▶ _Task goal_: Rescale the whole listing below by writing it out again in full, with every point coordinate in the answers multiplied by 2 and rounded to a whole number, halves going up. Keep all other text the same, including the numbers in the sample format.

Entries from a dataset
================================
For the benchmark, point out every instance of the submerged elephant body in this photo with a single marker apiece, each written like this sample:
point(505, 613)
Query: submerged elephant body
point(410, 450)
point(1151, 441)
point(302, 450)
================================
▶ _Written response_:
For the benchmark, point out every instance of the submerged elephant body in this photo with a single marker apiece, each written like this sample:
point(505, 613)
Query: submerged elephant body
point(820, 900)
point(2302, 882)
point(604, 900)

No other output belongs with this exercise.